##### SEITENAUSZUG #####
Hanspeter Eicher: Im Auftrag der AVAG als Besitzerin der KVA haben wir im Rahmen einer strategischen Planung untersucht, welche Gebiete in den umgebenden Gemeinden Thun, Steffisburg, Uetendorf und Heimberg für die wirtschaftliche Realisierung einer Fernwärmeversorgung geeignet sind und einen entsprechenden Versorgungsplan ausgearbeitet. Für die Versorgung der Gemeinden Steffisburg, Thun und Uetendorf hat die AVAG mit den lokalen Energieversorgern Energie Thun AG und Netzulg AG die Fernwärme Thun AG gegründet. Diese übernimmt Abwärme aus der KVA und leitet sie in die Gemeinden weiter, wo Energie Thun und Netzulg die Wärme übernehmen und an die Endkunden weiterleiten. eicher+pauli hat in diesem Prozess die Fernwärme Thun AG strategisch beraten und auch die inhaltliche Basis für die Wärmelieferverträge erarbeitet.
In einem ersten Schritt wurde von eicher+pauli dann eine Fernleitung Richtung Gemeinde Heimberg geplant welche seit 2019 die Abwasserreinigungsanlage Thun, das Sportzentrum cis-Heimberg und Schulgebäude in Heimberg mit Wärme versorgt. Im Auftrag der Fernwärme Thun plant eicher+pauli die Fernwärmeleitungen zu den Übergabestellen von Netzulg und Energie Thun für die Versorgung von Steffisburg, Thun und Uetendorf sowie für Energie Thun auch das Wärmeverteilnetz in einem der Versorgungsgebiete.
#####
> AUFGABENSTELLUNG 1:
Beantworten Sie anhand des Auszugs zur Fernwärme Thun folgende Fragen:
(a) Welche Gemeinden wurden im Rahmen der strategischen Planung untersucht?
(b) Mit welchen lokalen Energieversorgern hat die AVAG die Fernwärme Thun AG gegründet?
(c) Seit welchem Jahr versorgt die Fernleitung Richtung Heimberg Abnehmer mit Wärme?
> AUFGABENSTELLUNG 2: Übertragen Sie einen Abschnitt aus dem Auszug zur Fernwärme Thun wortgetreu: Beginnen Sie bei den Worten „In einem ersten“ und enden Sie nach „einem der Versorgungsgebiete.“.
Die Auflistung ist für die Bearbeitung nicht erforderlich.
##### DATENABSCHNITT #####
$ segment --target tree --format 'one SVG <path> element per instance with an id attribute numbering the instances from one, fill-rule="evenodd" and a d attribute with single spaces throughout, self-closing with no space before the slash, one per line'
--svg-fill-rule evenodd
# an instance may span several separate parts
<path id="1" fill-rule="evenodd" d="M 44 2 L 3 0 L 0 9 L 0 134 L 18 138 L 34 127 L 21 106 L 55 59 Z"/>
#####
> LÖSUNG 1:
(a) Thun, Steffisburg, Uetendorf und Heimberg
(b) Energie Thun AG und Netzulg AG
(c) Seit 2019

> LÖSUNG 2:
In einem ersten Schritt wurde von eicher+pauli dann eine Fernleitung Richtung Gemeinde Heimberg geplant welche seit 2019 die Abwasserreinigungsanlage Thun, das Sportzentrum cis-Heimberg und Schulgebäude in Heimberg mit Wärme versorgt. Im Auftrag der Fernwärme Thun plant eicher+pauli die Fernwärmeleitungen zu den Übergabestellen von Netzulg und Energie Thun für die Versorgung von Steffisburg, Thun und Uetendorf sowie für Energie Thun auch das Wärmeverteilnetz in einem der Versorgungsgebiete.